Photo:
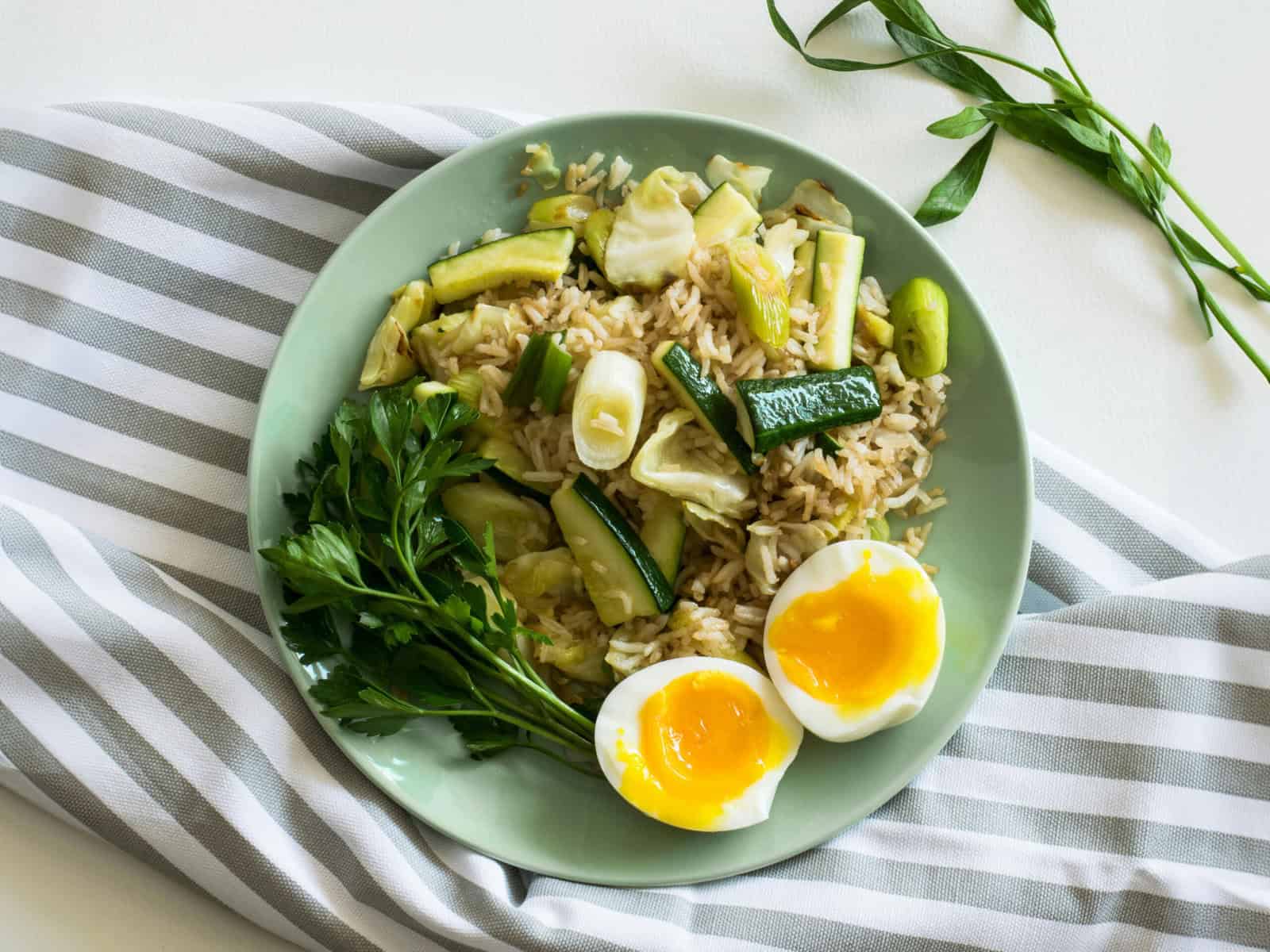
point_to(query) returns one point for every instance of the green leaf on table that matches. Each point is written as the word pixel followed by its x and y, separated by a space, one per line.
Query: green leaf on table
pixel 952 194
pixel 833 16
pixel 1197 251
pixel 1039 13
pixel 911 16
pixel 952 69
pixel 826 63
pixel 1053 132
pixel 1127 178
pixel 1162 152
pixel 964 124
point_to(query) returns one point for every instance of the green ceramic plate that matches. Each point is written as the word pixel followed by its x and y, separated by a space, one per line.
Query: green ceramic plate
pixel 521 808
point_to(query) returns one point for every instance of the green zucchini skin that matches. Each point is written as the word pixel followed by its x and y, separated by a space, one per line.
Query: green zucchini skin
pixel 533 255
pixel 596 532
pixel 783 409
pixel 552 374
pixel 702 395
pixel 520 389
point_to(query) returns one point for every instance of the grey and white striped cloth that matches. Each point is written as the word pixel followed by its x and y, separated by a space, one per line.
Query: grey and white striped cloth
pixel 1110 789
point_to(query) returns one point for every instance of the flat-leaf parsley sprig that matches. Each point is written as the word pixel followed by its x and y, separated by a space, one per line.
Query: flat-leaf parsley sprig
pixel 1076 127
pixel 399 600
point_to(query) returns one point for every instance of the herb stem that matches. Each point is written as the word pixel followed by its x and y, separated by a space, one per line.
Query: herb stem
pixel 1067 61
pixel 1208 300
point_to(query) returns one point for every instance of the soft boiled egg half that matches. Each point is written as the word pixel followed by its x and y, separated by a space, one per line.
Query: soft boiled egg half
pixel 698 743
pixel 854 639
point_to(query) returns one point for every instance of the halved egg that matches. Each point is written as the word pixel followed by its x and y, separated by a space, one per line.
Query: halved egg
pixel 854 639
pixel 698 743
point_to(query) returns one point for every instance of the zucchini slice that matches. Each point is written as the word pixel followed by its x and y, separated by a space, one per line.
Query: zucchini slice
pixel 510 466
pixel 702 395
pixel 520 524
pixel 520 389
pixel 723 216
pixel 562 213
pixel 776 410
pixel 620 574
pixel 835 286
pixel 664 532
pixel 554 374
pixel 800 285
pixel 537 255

* Problem statement
Format the lines of the material beginning with the line that contains "of the flat-leaf" and continuing through the line that contains "pixel 399 600", both included, as a JSON list of strings with one string per line and blank lines omitted.

* Correct result
[
  "point_to(query) returns one point for every instance of the flat-leaf parsley sprig that matches. Each point is written as the word pixel followed by its x and y, separated by a space, one per line.",
  "Query: flat-leaf parsley sprig",
  "pixel 1076 127",
  "pixel 399 600"
]